*SHORT EXERCISE:* Report each line in the rows below that contains the word "black", copying every such line in full.

--- start ---

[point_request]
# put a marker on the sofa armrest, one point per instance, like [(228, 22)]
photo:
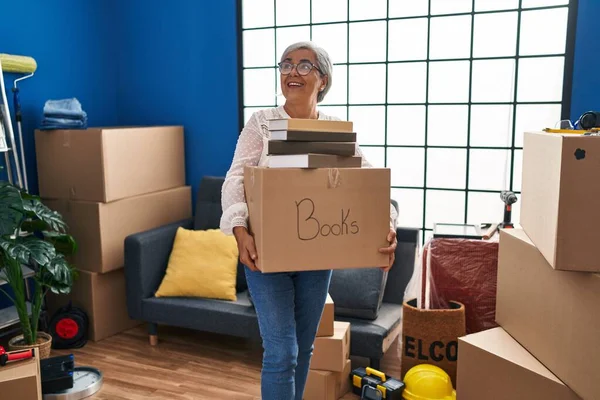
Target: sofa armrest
[(146, 258), (404, 264)]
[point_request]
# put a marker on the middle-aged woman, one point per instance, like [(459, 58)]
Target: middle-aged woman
[(288, 305)]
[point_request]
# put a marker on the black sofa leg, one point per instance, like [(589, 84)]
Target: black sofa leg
[(375, 363), (153, 333)]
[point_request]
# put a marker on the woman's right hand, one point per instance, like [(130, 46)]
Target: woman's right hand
[(246, 247)]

--- end ---

*WRITTEN SOLUTION:*
# put a marker on the black sofa leg, one point per instance, like [(589, 84)]
Target: black sofa leg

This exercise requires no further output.